----- INFORMATION SUPPLIED
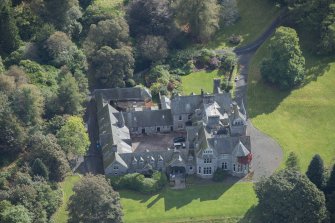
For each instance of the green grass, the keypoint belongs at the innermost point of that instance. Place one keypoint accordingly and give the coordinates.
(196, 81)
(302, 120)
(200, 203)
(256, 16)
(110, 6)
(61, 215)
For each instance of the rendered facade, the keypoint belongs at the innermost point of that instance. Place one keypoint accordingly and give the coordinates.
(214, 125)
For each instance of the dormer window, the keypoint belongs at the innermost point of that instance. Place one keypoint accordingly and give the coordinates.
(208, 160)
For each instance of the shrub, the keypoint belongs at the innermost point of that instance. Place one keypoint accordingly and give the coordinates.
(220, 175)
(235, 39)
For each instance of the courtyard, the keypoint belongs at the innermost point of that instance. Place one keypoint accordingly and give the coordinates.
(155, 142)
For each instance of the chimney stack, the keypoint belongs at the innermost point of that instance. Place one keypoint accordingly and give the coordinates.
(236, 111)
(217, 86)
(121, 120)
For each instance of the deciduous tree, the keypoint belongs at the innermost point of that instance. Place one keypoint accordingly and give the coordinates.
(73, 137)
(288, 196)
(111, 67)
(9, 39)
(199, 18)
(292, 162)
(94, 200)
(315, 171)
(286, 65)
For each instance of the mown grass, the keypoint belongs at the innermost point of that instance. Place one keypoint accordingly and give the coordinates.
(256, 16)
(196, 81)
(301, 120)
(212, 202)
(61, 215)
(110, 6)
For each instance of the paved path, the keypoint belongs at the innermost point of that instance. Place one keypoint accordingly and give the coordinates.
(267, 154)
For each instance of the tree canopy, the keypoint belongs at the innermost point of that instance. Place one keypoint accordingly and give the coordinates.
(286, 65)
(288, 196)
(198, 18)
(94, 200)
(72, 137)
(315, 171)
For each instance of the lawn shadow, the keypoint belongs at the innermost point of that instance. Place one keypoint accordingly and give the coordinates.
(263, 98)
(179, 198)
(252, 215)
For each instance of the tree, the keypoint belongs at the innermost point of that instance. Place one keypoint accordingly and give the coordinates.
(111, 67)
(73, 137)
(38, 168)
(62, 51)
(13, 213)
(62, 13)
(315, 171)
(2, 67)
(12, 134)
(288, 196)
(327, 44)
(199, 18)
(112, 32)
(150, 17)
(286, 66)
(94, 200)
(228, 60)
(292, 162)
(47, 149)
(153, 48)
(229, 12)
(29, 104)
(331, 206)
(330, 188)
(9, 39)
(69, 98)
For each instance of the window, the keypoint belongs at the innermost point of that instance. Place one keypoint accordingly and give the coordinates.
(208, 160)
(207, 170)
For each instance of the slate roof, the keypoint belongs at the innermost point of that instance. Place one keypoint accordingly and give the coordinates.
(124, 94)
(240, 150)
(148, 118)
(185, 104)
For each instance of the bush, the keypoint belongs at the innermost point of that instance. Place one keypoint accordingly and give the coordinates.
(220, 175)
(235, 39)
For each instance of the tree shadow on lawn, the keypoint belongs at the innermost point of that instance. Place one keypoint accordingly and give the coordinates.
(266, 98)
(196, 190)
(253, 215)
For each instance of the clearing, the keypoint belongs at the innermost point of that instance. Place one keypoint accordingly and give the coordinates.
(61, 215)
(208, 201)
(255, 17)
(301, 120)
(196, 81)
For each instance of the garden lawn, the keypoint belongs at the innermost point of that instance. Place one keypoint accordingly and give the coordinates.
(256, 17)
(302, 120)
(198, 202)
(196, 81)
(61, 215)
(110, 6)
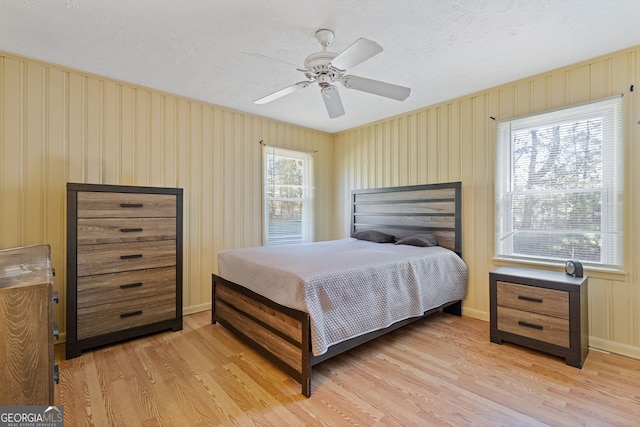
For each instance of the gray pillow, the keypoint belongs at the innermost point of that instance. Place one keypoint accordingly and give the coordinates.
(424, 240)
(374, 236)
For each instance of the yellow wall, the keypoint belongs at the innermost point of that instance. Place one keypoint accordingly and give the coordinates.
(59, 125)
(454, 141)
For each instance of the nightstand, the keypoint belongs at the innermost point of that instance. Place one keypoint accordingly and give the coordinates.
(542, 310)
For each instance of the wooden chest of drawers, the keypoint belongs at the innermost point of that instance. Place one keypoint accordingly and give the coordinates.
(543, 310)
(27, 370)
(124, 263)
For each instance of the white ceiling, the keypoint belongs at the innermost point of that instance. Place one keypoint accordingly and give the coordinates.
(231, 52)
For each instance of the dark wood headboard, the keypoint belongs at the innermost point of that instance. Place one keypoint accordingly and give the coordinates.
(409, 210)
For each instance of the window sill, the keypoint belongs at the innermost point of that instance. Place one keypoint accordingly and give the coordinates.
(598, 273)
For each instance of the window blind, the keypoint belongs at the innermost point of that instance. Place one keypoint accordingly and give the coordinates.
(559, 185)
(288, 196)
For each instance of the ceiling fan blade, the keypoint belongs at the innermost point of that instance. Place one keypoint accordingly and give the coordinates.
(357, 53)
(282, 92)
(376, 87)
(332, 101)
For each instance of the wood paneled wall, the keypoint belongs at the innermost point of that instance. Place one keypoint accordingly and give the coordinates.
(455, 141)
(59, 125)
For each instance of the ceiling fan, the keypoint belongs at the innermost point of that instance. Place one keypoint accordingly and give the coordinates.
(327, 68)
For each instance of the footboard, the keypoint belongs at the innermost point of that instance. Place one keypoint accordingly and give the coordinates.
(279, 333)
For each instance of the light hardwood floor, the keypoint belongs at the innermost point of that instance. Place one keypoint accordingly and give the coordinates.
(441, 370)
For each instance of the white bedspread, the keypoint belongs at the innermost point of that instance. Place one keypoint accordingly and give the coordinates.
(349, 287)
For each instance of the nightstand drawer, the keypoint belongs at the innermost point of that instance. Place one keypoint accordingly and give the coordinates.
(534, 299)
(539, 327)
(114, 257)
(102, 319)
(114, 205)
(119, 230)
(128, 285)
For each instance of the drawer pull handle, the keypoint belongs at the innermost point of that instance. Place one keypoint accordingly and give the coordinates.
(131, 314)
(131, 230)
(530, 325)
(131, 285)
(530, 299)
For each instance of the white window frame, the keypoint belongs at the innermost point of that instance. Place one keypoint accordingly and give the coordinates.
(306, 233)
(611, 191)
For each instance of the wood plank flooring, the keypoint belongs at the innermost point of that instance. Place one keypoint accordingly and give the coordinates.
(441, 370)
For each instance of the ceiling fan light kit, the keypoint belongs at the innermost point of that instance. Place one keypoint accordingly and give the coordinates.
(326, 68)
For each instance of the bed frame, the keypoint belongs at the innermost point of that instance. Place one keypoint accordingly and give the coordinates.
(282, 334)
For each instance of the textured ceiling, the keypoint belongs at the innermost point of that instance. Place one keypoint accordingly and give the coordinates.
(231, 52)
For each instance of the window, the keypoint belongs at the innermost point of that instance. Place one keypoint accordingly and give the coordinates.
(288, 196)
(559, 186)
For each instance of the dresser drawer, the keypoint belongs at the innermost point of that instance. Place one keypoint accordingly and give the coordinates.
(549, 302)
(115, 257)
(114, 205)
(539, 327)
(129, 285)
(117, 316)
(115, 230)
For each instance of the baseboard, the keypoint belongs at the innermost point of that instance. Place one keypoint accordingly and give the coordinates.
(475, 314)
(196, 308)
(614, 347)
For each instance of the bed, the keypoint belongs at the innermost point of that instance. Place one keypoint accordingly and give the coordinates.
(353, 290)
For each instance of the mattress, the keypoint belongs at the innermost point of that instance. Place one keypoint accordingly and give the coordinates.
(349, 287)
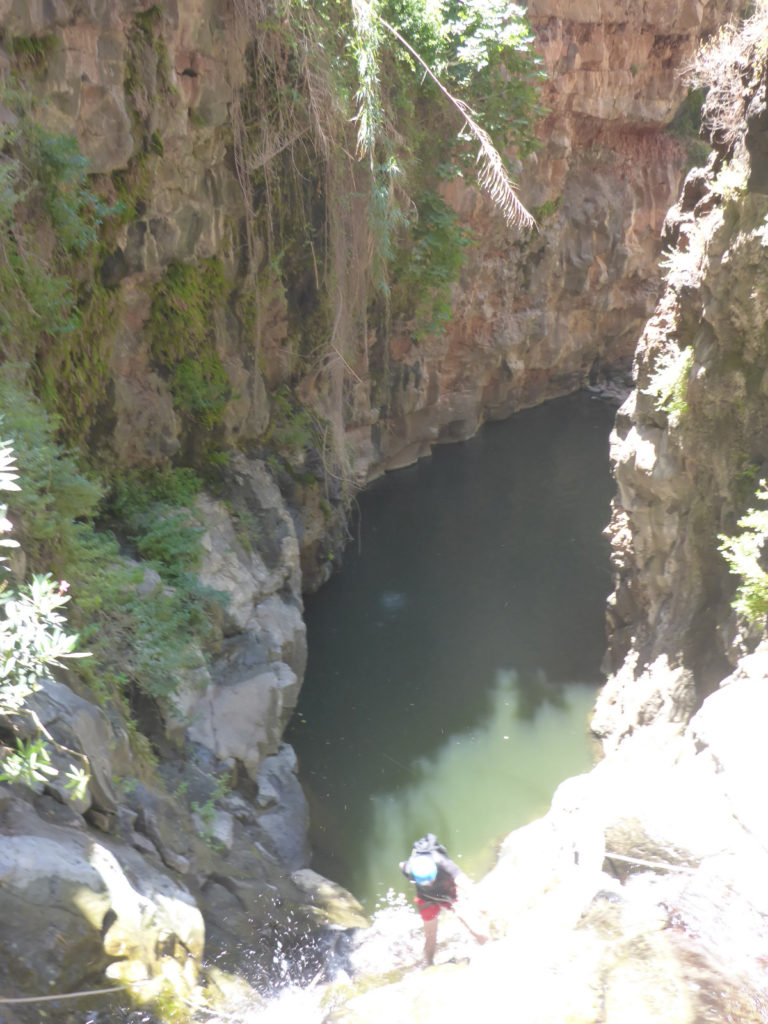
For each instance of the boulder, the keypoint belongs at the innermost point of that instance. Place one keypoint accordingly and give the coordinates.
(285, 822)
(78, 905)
----------
# WHAT NEEDS TO BE DONE
Write out the listing above exactly as it stands, pictures excluded.

# SOLUTION FOR THIS TASK
For each instance of the green grass, the keypoint belongs at the innermost point of that instance. Place one keypoint accordingly and give the coordinates.
(196, 81)
(302, 120)
(200, 203)
(256, 16)
(110, 6)
(61, 215)
For each instance of the rendered facade, the keypoint belongs at the innermost point of that instance. Place one keypoint accordingly and give the coordinates.
(214, 125)
For each instance of the dormer window, the keypoint belongs at the innermost point of that instance. Place one keypoint accordingly and give the coordinates.
(208, 160)
For each instance of the shrub, the keypoint belongs at the innermost point of that instance. Place one keypoint accordingly and give the coordinates.
(220, 175)
(235, 39)
For each instance of the courtyard, the keypoint belongs at the innermost point of that instance. Place one keypoint accordingly and give the coordinates.
(155, 142)
For each instance of the chimney stack, the keypoint belongs at the innermost point of that instance. Place one keypoint accordingly and give the coordinates.
(236, 111)
(217, 86)
(121, 120)
For each instance of the deciduous tree, the keypoint belongs at the innermost point of that instance. Place one keypoint accordingly and give the coordinates.
(73, 137)
(288, 196)
(111, 67)
(9, 39)
(199, 18)
(292, 162)
(94, 200)
(315, 171)
(286, 65)
For each instance of the mown grass, the keypoint belongs at the innermost point of that instance. Place one keypoint accordingly and give the coordinates.
(256, 16)
(196, 81)
(301, 120)
(212, 202)
(61, 215)
(110, 6)
For each instance of the paved path, the keypoint belongs at the innermost point of that instance. Place one keypoint accordingly and give the coordinates.
(267, 154)
For each instance of the tree canopy, the keypoint belongs at the innermost point of that instance. Place one keypoint accordingly and give the coordinates.
(286, 65)
(288, 196)
(198, 18)
(94, 200)
(72, 137)
(315, 171)
For each instance of the lawn shadow, the keypoint belongs at the innermost point of that instance. Place one keypoint accordingly and give the coordinates.
(263, 98)
(179, 198)
(252, 215)
For each instance of the tree, the keypoint belongs at the innermost point of that instance. Place one keypoint accordingly and give the coordinates.
(111, 67)
(73, 137)
(38, 168)
(62, 51)
(13, 213)
(62, 13)
(315, 171)
(2, 67)
(12, 134)
(288, 196)
(327, 44)
(199, 18)
(112, 32)
(150, 17)
(286, 66)
(94, 200)
(228, 60)
(292, 162)
(47, 149)
(153, 48)
(229, 12)
(29, 104)
(331, 206)
(330, 188)
(9, 39)
(69, 98)
For each instance of the window, the keypoint belongs at the innermost point of that instance. Place one keypoint accordingly and give the coordinates.
(208, 160)
(207, 170)
For each instance of the slate roof, the keypoint belongs at the innermost point of that instance. Place one keypoint accordingly and give the coordinates.
(124, 94)
(240, 150)
(148, 118)
(185, 104)
For each instance of the bush, the keypoint belongs at the innermost point of that instance. Place one keypoint accordingly and give the coordinates.
(220, 175)
(235, 39)
For each instance of the tree shadow on lawn, the keypoint belongs at the innermost point of that instance. Place one keypoint accordingly and give the coordinates.
(266, 98)
(196, 190)
(253, 215)
For each instance of the clearing, the keypoint belongs at the innermost point of that instance. Place one keypoint accordingly and give the coordinates.
(61, 215)
(208, 201)
(255, 17)
(301, 120)
(196, 81)
For each instance of the garden lawn, the keypoint belongs at the innermost point of that instance. Place one keypoint accordingly and give the coordinates.
(256, 17)
(302, 120)
(198, 202)
(196, 81)
(61, 215)
(110, 6)
For each instance of the gray pillow, the keypoint belongs at the innermost point of that instance. Place one keypoint accordingly and give the coordinates.
(424, 240)
(374, 236)
For each instance of the yellow wall, the keypoint belongs at the innermost point of that instance. Place one keypoint accordingly and give the coordinates.
(59, 125)
(454, 141)
For each instance of the nightstand, the keypoint belongs at the innermost point of that instance. Place one keypoint accordingly and give the coordinates.
(542, 310)
For each instance of the wooden chest of drawers, the keypoint belongs at the innermost point of that instance. Place one keypoint accordingly and give the coordinates.
(543, 310)
(27, 370)
(124, 263)
For each instance of the white ceiling, the keypoint belongs at the innermost point of that instance. Place one keypoint accordingly and give the coordinates.
(231, 52)
For each instance of the dark wood headboard, the keypoint belongs at the innermost point of that instance. Place one keypoint accordingly and give the coordinates.
(409, 210)
For each instance of the window sill, the keypoint belongs at the innermost point of that instance. Place one keypoint accordingly and give the coordinates.
(598, 273)
For each instance of the window blind, the keypoint belongs at the innermost point of that instance. Place one keypoint accordingly and give the coordinates.
(559, 185)
(288, 196)
For each instance of the ceiling fan blade, the keypoint belongs at the innermost point of that instance. Place one keypoint accordingly and give the coordinates.
(357, 53)
(282, 92)
(376, 87)
(332, 101)
For each instance of the wood paneled wall, the keypoint belongs at the innermost point of that instance. Place one keypoint accordingly and give the coordinates.
(455, 141)
(59, 125)
For each instance of the ceiling fan, the keypoint belongs at the innermost point of that instance. Place one keypoint accordingly and give the coordinates.
(327, 68)
For each instance of the footboard, the keypoint belongs at the innermost point of that instance. Place one keypoint accordingly and give the coordinates.
(279, 333)
For each instance of the light hardwood floor, the keypoint belongs at the innermost point of that instance. Place one keypoint accordingly and give the coordinates.
(441, 370)
For each instance of the white bedspread, the keypoint belongs at the innermost point of that instance. Place one keypoint accordingly and give the coordinates.
(349, 287)
For each instance of the nightstand drawer, the keypoint belongs at the innermost point of that instance. Place one keypoint accordingly and give the coordinates.
(534, 299)
(539, 327)
(114, 257)
(102, 319)
(114, 205)
(119, 230)
(128, 285)
For each instance of the drawer pull handle, the keypoint belongs at the innermost point of that instance. Place one keypoint accordingly and give the coordinates.
(131, 314)
(131, 230)
(530, 325)
(131, 285)
(530, 299)
For each instance of the white window frame, the keypoint belongs at the innermost point of that instance. Place one keypoint accordingly and give the coordinates.
(306, 233)
(611, 191)
For each instance of the wood plank flooring, the keypoint belongs at the innermost point of that instance. Place one keypoint accordingly and give the coordinates.
(441, 370)
For each instance of the ceiling fan light kit, the keypoint belongs at the innermost point of that instance. Place one keypoint accordingly and give the coordinates.
(326, 68)
For each instance of the bed frame, the keypoint belongs at the innermost point of that instance. Place one keypoint accordingly and give the coordinates.
(282, 334)
For each instance of the textured ceiling, the keypoint belongs at the innermost point of that instance. Place one keypoint accordingly and give the coordinates.
(231, 52)
For each instance of the window, the keypoint belongs at the innermost point of that instance. Place one keypoint accordingly and give the coordinates.
(288, 196)
(559, 186)
For each instance of the dresser drawer, the keypoint belongs at the innermost point of that instance. Place one keypoint accordingly and give the coordinates.
(549, 302)
(115, 257)
(114, 205)
(539, 327)
(129, 285)
(117, 316)
(115, 230)
For each instance of the baseboard, the keypoint belongs at the innermost point of that instance. Place one keypoint accordingly and give the coordinates.
(475, 314)
(196, 308)
(614, 347)
For each instance of the bed, the keypoint belongs at the innermost point of that instance. Place one keypoint accordingly and give the coordinates.
(353, 290)
For each instance of the mattress, the keypoint belongs at the innermost point of that instance. Place one keypoint accordingly and give the coordinates.
(349, 287)
For each instance of the boulder, the keypoint belongs at the innermost point of that instance. Place one keypoint accordingly and give the coordinates.
(285, 822)
(78, 905)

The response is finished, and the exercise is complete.